**What you should do:** Substitute "nonzero" for "even-odd" in the listing below, changing nothing else. Return the lines from the start of the listing up to and including the line with "80), (10, 105)]", and leave the pictures out.

**Outline entries for images:**
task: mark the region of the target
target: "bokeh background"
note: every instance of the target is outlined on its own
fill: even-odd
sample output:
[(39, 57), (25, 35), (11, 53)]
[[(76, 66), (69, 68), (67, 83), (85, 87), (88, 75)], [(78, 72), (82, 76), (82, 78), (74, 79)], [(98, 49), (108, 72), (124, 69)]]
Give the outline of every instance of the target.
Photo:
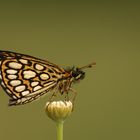
[[(0, 1), (0, 49), (83, 66), (65, 140), (140, 139), (140, 4), (136, 1)], [(47, 97), (8, 107), (0, 88), (0, 139), (55, 140)]]

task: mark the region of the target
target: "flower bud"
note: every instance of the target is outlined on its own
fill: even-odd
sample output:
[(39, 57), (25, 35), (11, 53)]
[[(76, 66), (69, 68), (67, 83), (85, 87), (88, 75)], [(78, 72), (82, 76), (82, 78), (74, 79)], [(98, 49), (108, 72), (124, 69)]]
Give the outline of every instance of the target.
[(73, 111), (73, 104), (70, 101), (47, 102), (45, 111), (52, 120), (64, 121)]

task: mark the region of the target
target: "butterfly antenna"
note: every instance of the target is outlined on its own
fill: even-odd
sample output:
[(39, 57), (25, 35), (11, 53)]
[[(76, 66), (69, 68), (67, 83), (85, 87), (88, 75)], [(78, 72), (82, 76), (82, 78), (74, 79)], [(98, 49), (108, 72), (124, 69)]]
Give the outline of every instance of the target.
[(80, 67), (80, 68), (78, 68), (78, 69), (91, 68), (93, 65), (96, 65), (96, 62), (92, 62), (91, 64), (85, 65), (85, 66)]

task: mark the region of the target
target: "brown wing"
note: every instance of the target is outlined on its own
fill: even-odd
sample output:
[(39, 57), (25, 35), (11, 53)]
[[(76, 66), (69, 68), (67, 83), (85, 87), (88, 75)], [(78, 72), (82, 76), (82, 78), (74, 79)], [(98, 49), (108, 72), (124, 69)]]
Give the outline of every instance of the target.
[(31, 102), (53, 89), (65, 71), (45, 60), (0, 51), (0, 80), (10, 105)]

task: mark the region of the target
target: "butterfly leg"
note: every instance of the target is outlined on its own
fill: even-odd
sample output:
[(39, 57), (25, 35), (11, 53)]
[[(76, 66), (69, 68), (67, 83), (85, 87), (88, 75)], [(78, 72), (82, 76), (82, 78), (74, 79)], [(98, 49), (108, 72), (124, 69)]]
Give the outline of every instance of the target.
[(72, 110), (74, 110), (74, 102), (75, 102), (75, 99), (76, 99), (76, 96), (77, 96), (77, 92), (72, 88), (70, 88), (70, 90), (72, 91), (72, 93), (74, 93), (74, 97), (72, 99), (72, 104), (73, 104)]
[(66, 91), (66, 93), (65, 93), (65, 101), (69, 101), (68, 91)]
[(56, 90), (53, 92), (53, 94), (51, 95), (51, 97), (50, 97), (50, 99), (49, 99), (49, 101), (50, 102), (52, 102), (53, 101), (53, 99), (54, 99), (54, 97), (56, 97)]

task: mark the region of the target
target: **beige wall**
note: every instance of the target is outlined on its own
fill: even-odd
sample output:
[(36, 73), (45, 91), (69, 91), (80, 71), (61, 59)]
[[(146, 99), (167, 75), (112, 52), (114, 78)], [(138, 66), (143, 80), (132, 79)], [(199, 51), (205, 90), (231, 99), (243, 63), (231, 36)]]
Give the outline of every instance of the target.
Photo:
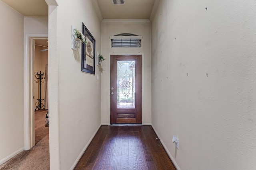
[[(102, 24), (102, 54), (106, 60), (102, 62), (103, 69), (101, 74), (101, 121), (103, 124), (108, 124), (110, 118), (109, 104), (110, 87), (109, 87), (109, 57), (112, 54), (142, 54), (143, 55), (143, 93), (142, 111), (144, 112), (144, 123), (151, 123), (151, 78), (150, 29), (149, 23), (114, 23), (115, 21), (109, 23)], [(142, 36), (141, 48), (111, 48), (110, 36), (122, 33), (130, 33)]]
[(24, 17), (0, 1), (0, 164), (24, 148)]
[[(33, 73), (36, 72), (37, 73), (41, 72), (41, 74), (43, 72), (45, 75), (45, 66), (46, 64), (48, 64), (48, 51), (40, 51), (40, 50), (45, 49), (46, 48), (38, 46), (35, 46), (35, 55), (34, 58), (34, 66)], [(39, 80), (39, 79), (36, 78), (35, 77), (35, 74), (33, 74), (34, 79), (34, 96), (35, 96), (34, 100), (34, 109), (38, 105), (38, 101), (37, 99), (40, 98), (39, 94), (39, 82), (36, 82)], [(41, 84), (41, 98), (45, 100), (45, 79), (42, 79)], [(45, 103), (45, 100), (42, 100), (43, 104)], [(37, 102), (36, 104), (36, 102)], [(44, 107), (43, 107), (43, 109)]]
[(256, 169), (255, 0), (162, 0), (152, 25), (152, 123), (174, 162)]
[(72, 168), (101, 125), (101, 81), (81, 72), (81, 47), (71, 49), (71, 25), (84, 23), (100, 53), (101, 23), (94, 0), (58, 1), (49, 16), (49, 110), (51, 169)]

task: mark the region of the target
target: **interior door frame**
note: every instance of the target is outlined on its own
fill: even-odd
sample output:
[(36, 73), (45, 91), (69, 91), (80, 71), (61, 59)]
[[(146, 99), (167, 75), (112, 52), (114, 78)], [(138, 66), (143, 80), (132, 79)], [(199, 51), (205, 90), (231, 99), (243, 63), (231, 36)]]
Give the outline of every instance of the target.
[(142, 92), (141, 94), (141, 125), (144, 125), (144, 53), (108, 53), (108, 125), (110, 124), (110, 55), (141, 55), (142, 64), (141, 65), (141, 86), (142, 87)]
[(48, 34), (26, 34), (24, 44), (24, 139), (25, 150), (35, 145), (33, 99), (35, 40), (48, 39)]

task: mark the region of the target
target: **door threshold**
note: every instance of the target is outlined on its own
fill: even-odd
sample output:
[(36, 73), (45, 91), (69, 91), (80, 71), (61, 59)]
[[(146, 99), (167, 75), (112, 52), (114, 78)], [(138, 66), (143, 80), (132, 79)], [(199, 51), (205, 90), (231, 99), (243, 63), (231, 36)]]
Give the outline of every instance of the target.
[(112, 124), (110, 126), (142, 126), (141, 124)]

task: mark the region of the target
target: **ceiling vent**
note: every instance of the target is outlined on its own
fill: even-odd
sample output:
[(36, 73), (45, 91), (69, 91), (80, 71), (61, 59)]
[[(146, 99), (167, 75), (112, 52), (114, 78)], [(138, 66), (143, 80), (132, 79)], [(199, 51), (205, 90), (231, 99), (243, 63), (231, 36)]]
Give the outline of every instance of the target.
[(112, 0), (113, 5), (125, 5), (124, 0)]

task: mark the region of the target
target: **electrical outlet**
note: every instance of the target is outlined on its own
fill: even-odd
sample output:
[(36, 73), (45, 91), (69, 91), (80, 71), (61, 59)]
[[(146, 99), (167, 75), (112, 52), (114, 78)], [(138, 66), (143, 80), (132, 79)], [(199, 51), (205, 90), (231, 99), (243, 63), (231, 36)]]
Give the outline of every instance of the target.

**Exercise output:**
task: mark the region of the target
target: "bokeh background"
note: every instance of the target is outlined on its own
fill: nonzero
sample output:
[(39, 57), (25, 35), (11, 53)]
[[(76, 66), (69, 68), (67, 83), (85, 87), (88, 75)], [(78, 72), (82, 76), (82, 78), (74, 79)], [(98, 49), (108, 72), (124, 69)]]
Give the outline of every instance of the target.
Photo:
[[(0, 1), (0, 49), (83, 66), (65, 140), (140, 139), (140, 4), (136, 1)], [(47, 97), (8, 107), (0, 88), (0, 139), (55, 140)]]

task: mark the region of the target
target: "flower bud"
note: every instance of the target is outlined on its own
fill: nonzero
sample output:
[(39, 57), (25, 35), (11, 53)]
[[(76, 66), (69, 68), (67, 83), (85, 87), (88, 75)], [(78, 72), (82, 76), (82, 78), (74, 79)], [(98, 49), (108, 72), (124, 69)]]
Give the outline of every instance of the target.
[(73, 111), (73, 104), (70, 101), (47, 102), (45, 111), (52, 120), (64, 121)]

task: mark the region of the target
target: "butterfly antenna"
note: every instance of the target is outlined on its own
fill: nonzero
sample output:
[(39, 57), (25, 35), (11, 53)]
[[(76, 66), (69, 68), (67, 83), (85, 87), (88, 75)], [(78, 72), (82, 76), (82, 78), (74, 79)], [(98, 49), (108, 72), (124, 69)]]
Give the outline of every instance of the target.
[(80, 67), (80, 68), (78, 68), (78, 69), (91, 68), (93, 65), (96, 65), (96, 62), (92, 62), (91, 64), (85, 65), (85, 66)]

task: mark the region of the target
target: "brown wing"
note: every instance of the target is outlined on its own
fill: nonzero
sample output:
[(39, 57), (25, 35), (11, 53)]
[[(76, 66), (69, 68), (67, 83), (85, 87), (88, 75)], [(78, 72), (82, 76), (82, 78), (74, 79)], [(98, 49), (108, 72), (124, 69)]]
Give the outline of every instance of the target.
[(31, 102), (53, 89), (65, 71), (45, 60), (0, 51), (0, 80), (10, 105)]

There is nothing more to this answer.